Provided text:
● ● ● ●

A comparison between Josef Goebbels’ intentions, as shown by some of his diary entries, and George Orwell’s extrapolation of wartime propaganda through newsreels, looking at the atrocities in Orwell’s fictional account with the actual events described by Goebbels.
For nearly half a century, from the 1920s to the 1970s, much of the world got its news – in visual form at least – from the weekly or twice-weekly newsreels shown as part of the programme in every cinema. Typically viewers saw an A-picture, a supporting often shorter B-picture, a cartoon and the newsreel. This was true nearly everywhere – the newsreel companies made their films for their home country, though they were often part of international conglomerates. In turn, the international news agencies would supply the film of foreign events.
As there were fewer film companies, and only a few distribution and cinema chains, compared to newspaper outlets, the content of the newsreels could be more easily controlled. As the newsreels appeared only twice a week at most more work could be done on shaping their presentation of the world than in newspapers which were typically produced daily, and sometimes in several editions in a day. In the totalitarian countries much attention was given to this “shaping” – the newsreel shown in every German cinema under Nazi control brought this to a peak, and in the Diaries of Nazi Propaganda Minister Josef Goebbels work on the newsreel is mentioned repeatedly.

● ● ● ●

Record list:
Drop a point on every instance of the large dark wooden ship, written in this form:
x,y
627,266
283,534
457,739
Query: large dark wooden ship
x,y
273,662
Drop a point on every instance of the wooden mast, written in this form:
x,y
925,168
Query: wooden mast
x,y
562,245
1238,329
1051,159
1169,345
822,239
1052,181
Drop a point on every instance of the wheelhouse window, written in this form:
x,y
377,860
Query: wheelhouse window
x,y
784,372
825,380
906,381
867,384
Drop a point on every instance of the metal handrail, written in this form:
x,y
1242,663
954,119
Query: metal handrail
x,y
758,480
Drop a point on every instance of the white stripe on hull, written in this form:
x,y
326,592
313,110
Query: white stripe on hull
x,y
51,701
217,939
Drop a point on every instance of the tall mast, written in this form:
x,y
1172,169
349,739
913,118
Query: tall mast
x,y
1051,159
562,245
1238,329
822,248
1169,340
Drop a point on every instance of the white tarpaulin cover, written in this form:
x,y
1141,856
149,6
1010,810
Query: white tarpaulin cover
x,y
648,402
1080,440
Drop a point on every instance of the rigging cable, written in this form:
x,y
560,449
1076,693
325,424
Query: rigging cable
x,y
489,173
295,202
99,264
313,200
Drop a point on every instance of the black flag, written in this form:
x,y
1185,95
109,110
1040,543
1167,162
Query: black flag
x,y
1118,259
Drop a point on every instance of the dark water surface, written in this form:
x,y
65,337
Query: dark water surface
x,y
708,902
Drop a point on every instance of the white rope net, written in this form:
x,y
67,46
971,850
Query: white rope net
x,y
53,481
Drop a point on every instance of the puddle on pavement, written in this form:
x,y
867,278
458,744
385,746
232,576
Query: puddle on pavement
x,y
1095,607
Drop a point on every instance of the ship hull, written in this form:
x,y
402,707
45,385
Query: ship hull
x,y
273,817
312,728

● ● ● ●

Stated problem 1: In the newsreel passage, what four items did a typical cinema program include?
Stated problem 2: Reproduce the newsreel passage starting at "For nearly half" and ending at "of foreign events.".

Problem solution 1: An A-picture, a supporting often shorter B-picture, a cartoon and the newsreel.

Problem solution 2:
For nearly half a century, from the 1920s to the 1970s, much of the world got its news – in visual form at least – from the weekly or twice-weekly newsreels shown as part of the programme in every cinema. Typically viewers saw an A-picture, a supporting often shorter B-picture, a cartoon and the newsreel. This was true nearly everywhere – the newsreel companies made their films for their home country, though they were often part of international conglomerates. In turn, the international news agencies would supply the film of foreign events.